─── PROVIDED INFORMATION ───

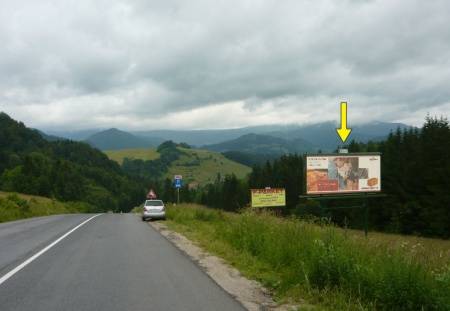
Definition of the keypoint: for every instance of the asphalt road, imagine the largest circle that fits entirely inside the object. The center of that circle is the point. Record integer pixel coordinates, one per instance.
(112, 262)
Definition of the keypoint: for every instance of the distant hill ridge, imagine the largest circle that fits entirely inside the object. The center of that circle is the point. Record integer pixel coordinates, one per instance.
(115, 139)
(262, 144)
(311, 136)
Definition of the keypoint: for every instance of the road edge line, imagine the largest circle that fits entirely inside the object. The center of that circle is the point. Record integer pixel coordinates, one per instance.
(9, 274)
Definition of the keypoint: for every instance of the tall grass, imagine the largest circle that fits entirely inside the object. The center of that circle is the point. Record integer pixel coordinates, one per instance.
(309, 259)
(16, 206)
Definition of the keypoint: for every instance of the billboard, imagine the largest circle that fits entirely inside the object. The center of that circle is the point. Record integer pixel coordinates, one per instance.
(268, 197)
(343, 173)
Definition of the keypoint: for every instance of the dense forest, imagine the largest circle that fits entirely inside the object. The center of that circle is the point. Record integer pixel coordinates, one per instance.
(65, 170)
(415, 177)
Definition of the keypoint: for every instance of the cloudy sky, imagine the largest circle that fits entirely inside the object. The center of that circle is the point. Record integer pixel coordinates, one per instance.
(140, 64)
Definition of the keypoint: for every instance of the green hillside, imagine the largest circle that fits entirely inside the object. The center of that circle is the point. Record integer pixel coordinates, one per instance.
(15, 206)
(196, 165)
(136, 153)
(202, 166)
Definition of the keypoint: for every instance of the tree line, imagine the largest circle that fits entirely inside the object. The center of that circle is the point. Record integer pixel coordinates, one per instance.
(415, 176)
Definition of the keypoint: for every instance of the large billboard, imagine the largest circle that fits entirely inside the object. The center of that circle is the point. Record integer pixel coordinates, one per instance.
(268, 197)
(343, 173)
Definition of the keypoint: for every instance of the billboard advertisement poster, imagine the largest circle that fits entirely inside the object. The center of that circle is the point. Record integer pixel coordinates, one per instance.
(268, 197)
(343, 173)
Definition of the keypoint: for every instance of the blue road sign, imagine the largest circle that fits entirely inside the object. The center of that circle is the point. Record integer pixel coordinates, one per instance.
(178, 183)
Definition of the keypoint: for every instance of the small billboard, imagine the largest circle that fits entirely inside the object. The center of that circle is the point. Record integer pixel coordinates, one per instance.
(268, 197)
(343, 173)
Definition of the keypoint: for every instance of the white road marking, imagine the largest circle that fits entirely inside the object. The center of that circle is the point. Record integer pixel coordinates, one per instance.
(29, 260)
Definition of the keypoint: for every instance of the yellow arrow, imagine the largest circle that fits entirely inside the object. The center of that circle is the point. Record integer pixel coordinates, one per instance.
(343, 131)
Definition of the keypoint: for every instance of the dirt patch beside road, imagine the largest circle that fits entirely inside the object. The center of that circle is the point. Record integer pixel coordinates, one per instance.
(250, 294)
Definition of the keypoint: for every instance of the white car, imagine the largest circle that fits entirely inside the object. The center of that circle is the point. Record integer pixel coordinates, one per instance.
(154, 209)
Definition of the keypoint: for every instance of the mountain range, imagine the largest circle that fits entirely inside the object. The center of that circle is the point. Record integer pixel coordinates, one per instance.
(268, 139)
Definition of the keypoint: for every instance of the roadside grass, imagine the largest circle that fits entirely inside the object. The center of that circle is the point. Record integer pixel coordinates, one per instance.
(328, 267)
(14, 206)
(137, 153)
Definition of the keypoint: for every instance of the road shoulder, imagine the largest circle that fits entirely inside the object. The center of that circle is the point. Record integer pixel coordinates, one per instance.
(251, 294)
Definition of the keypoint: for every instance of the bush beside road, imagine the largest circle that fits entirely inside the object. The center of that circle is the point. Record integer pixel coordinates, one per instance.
(326, 266)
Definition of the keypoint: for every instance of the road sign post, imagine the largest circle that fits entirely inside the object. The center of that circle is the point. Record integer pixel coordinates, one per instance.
(178, 182)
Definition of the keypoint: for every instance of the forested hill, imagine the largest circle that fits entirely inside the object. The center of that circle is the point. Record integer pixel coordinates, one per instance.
(66, 170)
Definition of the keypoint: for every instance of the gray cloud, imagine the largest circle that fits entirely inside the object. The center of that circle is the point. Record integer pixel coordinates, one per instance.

───

## YOUR TASK
Without including any pictures, please restate all the records exactly.

## OUTPUT OF THE TASK
Definition of the keypoint: for every instance of the asphalt road, imagine the largest circle that fits entirely inside the object. The center of that circle is the point. Record integer pixel coordinates, one per instance.
(112, 262)
Definition of the keypoint: for every instance of the distant hill ridge, imagine the largest circle that fits entirely inside the object. The center of that circle is the point. Record integer pixel coordinates, one per instance.
(115, 139)
(262, 144)
(311, 136)
Definition of the keypoint: for every instance of the road edge line, imagine the largest circle that fits entirely inside the object. The center of that circle is the point. Record integer pixel coordinates, one per instance.
(9, 274)
Definition of the keypoint: for every instance of the tall grass, imagine the largest circle that fits entirely inside the object. The center of that circle is the point. Record integer pixel coordinates, one per instance.
(309, 259)
(16, 206)
Definition of the keypoint: for every instance of the billboard, imagine the largest circle that fits entirely inside the object. The center of that circle is the point. Record integer pixel coordinates, one per instance.
(268, 197)
(343, 173)
Definition of the keypoint: for every instance of the dense forest, imagine the largest circle that fits entirely inside the object. The center of that circle is the point. Record integer pixel coordinates, one per instance.
(65, 170)
(415, 177)
Definition of the keypoint: for every instance of the cloudy sky, imagine the largest circle that fits entirely inside the object. The center of that circle is the point. Record integer pixel coordinates, one per instance.
(140, 64)
Definition of the keypoint: for every instance of the green hillside, imagine the largest circle that fits entirely inside the object. The center of that circle is the point. Record integer pixel coordinates, one per instance.
(15, 206)
(196, 165)
(136, 153)
(202, 166)
Definition of the keypoint: for every instance of the tree line, imagine the largest circle that fits entirely inside the object. The center of that circle is the point. Record integer pixel coordinates, one per instance.
(415, 176)
Definition of the keypoint: for every instance of the large billboard, imagine the largest circle that fits entirely inside the object. The center of that circle is the point. Record integer pixel coordinates, one per instance.
(268, 197)
(343, 173)
Definition of the keypoint: for every instance of the billboard advertisement poster, imagine the largest circle that fits entirely inside the object. The center of that circle is the point. Record integer pixel coordinates, one per instance.
(268, 197)
(343, 173)
Definition of the keypoint: for every instance of the blue road sign, imagine the largest circle that fits entirely inside the object. The center of that circle is the point. Record integer pixel coordinates, one per instance.
(178, 183)
Definition of the keypoint: for every instance of the small billboard, imagine the largest circle that fits entirely inside the object. The center of that circle is the point. Record integer pixel coordinates, one per instance.
(268, 197)
(343, 173)
Definition of the keypoint: for every instance of the white road marking, imagine the largest circle that fits entirely inside the object. The center of that circle is the point. Record integer pixel coordinates, one per instance.
(29, 260)
Definition of the keypoint: for every instance of the yellow arrow, imagine the largest circle that fits entirely inside the object. The center of that circle is the point. Record integer pixel coordinates, one per instance.
(343, 131)
Definition of the keypoint: for every instance of the dirt patch beside road, imagine the largest circle that fits entirely inside the object. The center of that circle is the point. Record integer pixel coordinates, one per instance.
(250, 294)
Definition of the keypoint: for every instance of the white car, imagine the largest circle that fits entirely inside the object. The center of that circle is the point. Record integer pixel coordinates, one per instance.
(154, 209)
Definition of the keypoint: for every instance of the mountain range, imagine the largest circle that fits entirely inside the object. The center of that circle is the point. Record integer pixel coordinates, one per instance.
(268, 139)
Definition of the keypoint: for every instance of the roadside grass, imagine the largest circle that fits entirely inside the object. The center of that circle is the point. Record integer pixel coordinates, one per instance.
(328, 267)
(14, 206)
(137, 153)
Definition of the keypoint: for every instance of the road shoulder, imagine the largest circle that fits entirely inside the object. The center of that circle is the point. Record integer pixel coordinates, one per instance.
(251, 294)
Definition of the keypoint: for every instance of the bush beside road, imagine the largest circle that fits entirely inside the object. The center of that circle is the point. Record integer pixel coordinates, one per instance.
(326, 266)
Definition of the keypoint: for every instance of the road sign post, imagine the largest circle that fits entirely inside the object. The center of that circle is the point. Record integer pixel coordinates, one per instance.
(178, 182)
Definition of the keypoint: for every instance of the forested hill, imagine the largest circle that fits entirely inside the object. The center of that circle is the point. Record integer pixel coordinates, one per instance.
(66, 170)
Definition of the keypoint: for every instance of the gray cloud, imagine the largest circle that fits entirely inside the object. The center of that circle is the point. Record integer pixel coordinates, one per instance.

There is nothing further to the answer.